Action item: Using the data below, gather each line that includes the word "grass".

(Spatial localization data)
+++

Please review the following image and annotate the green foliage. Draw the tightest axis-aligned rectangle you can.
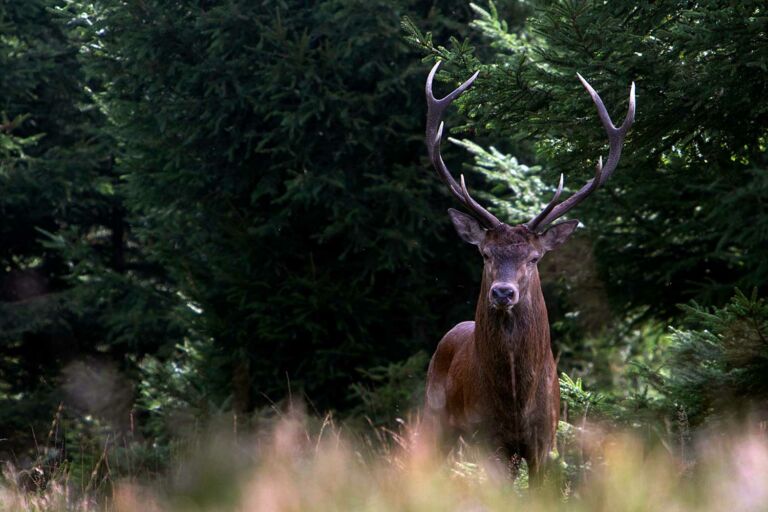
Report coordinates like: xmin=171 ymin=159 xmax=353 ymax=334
xmin=450 ymin=138 xmax=548 ymax=224
xmin=559 ymin=371 xmax=650 ymax=428
xmin=349 ymin=351 xmax=429 ymax=426
xmin=559 ymin=289 xmax=768 ymax=433
xmin=0 ymin=0 xmax=120 ymax=455
xmin=648 ymin=289 xmax=768 ymax=426
xmin=137 ymin=338 xmax=230 ymax=441
xmin=72 ymin=0 xmax=486 ymax=415
xmin=559 ymin=372 xmax=609 ymax=421
xmin=412 ymin=1 xmax=768 ymax=318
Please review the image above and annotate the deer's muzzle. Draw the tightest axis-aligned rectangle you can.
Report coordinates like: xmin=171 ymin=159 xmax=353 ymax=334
xmin=490 ymin=283 xmax=519 ymax=309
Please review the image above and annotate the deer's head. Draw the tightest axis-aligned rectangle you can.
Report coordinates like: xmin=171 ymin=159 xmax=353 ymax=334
xmin=447 ymin=209 xmax=577 ymax=310
xmin=425 ymin=62 xmax=635 ymax=312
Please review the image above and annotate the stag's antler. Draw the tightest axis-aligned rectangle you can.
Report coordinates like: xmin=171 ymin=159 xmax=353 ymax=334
xmin=526 ymin=75 xmax=636 ymax=232
xmin=426 ymin=62 xmax=502 ymax=229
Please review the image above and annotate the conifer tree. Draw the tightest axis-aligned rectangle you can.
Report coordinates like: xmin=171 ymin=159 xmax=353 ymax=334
xmin=80 ymin=0 xmax=493 ymax=413
xmin=651 ymin=290 xmax=768 ymax=426
xmin=0 ymin=1 xmax=117 ymax=451
xmin=408 ymin=1 xmax=768 ymax=318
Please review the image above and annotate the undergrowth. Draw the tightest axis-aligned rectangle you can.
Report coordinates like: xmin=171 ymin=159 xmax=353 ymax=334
xmin=2 ymin=408 xmax=767 ymax=512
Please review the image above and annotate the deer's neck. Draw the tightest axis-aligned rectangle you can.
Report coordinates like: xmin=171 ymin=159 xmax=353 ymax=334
xmin=473 ymin=271 xmax=552 ymax=394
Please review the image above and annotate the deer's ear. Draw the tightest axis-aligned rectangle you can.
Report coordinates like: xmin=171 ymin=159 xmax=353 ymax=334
xmin=540 ymin=220 xmax=579 ymax=251
xmin=448 ymin=208 xmax=485 ymax=246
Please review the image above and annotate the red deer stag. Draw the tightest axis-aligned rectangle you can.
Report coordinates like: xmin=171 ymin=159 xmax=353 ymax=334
xmin=423 ymin=62 xmax=635 ymax=484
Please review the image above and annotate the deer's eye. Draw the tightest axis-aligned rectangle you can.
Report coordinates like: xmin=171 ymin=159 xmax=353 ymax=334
xmin=482 ymin=250 xmax=491 ymax=261
xmin=528 ymin=256 xmax=540 ymax=266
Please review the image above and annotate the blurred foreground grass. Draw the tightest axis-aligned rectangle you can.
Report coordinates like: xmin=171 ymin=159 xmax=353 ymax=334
xmin=2 ymin=410 xmax=767 ymax=512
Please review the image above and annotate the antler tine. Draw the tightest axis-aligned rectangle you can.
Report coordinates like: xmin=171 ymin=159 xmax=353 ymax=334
xmin=458 ymin=173 xmax=498 ymax=222
xmin=576 ymin=74 xmax=636 ymax=187
xmin=430 ymin=122 xmax=463 ymax=198
xmin=527 ymin=76 xmax=636 ymax=231
xmin=426 ymin=62 xmax=501 ymax=229
xmin=525 ymin=173 xmax=564 ymax=231
xmin=426 ymin=62 xmax=478 ymax=159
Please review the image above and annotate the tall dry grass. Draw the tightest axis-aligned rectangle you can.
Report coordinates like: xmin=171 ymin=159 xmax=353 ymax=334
xmin=2 ymin=410 xmax=767 ymax=512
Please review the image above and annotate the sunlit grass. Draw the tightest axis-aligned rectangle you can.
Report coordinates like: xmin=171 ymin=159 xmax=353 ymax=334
xmin=2 ymin=410 xmax=767 ymax=511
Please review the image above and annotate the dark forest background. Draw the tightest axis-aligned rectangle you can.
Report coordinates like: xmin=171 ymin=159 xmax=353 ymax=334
xmin=1 ymin=0 xmax=766 ymax=481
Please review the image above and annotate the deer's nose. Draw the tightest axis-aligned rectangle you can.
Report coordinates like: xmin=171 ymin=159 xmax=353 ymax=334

+++

Result for this task:
Please review the image above and annotate the blurred foreground grass. Draw the tightest axis-aligned rectangle you can.
Please review the image above and annotate the tall dry grass. Draw the tightest axis-aligned rectangle you can.
Please review the image above and annotate the sunlit grass. Draw the tightest axis-aligned rectangle you can.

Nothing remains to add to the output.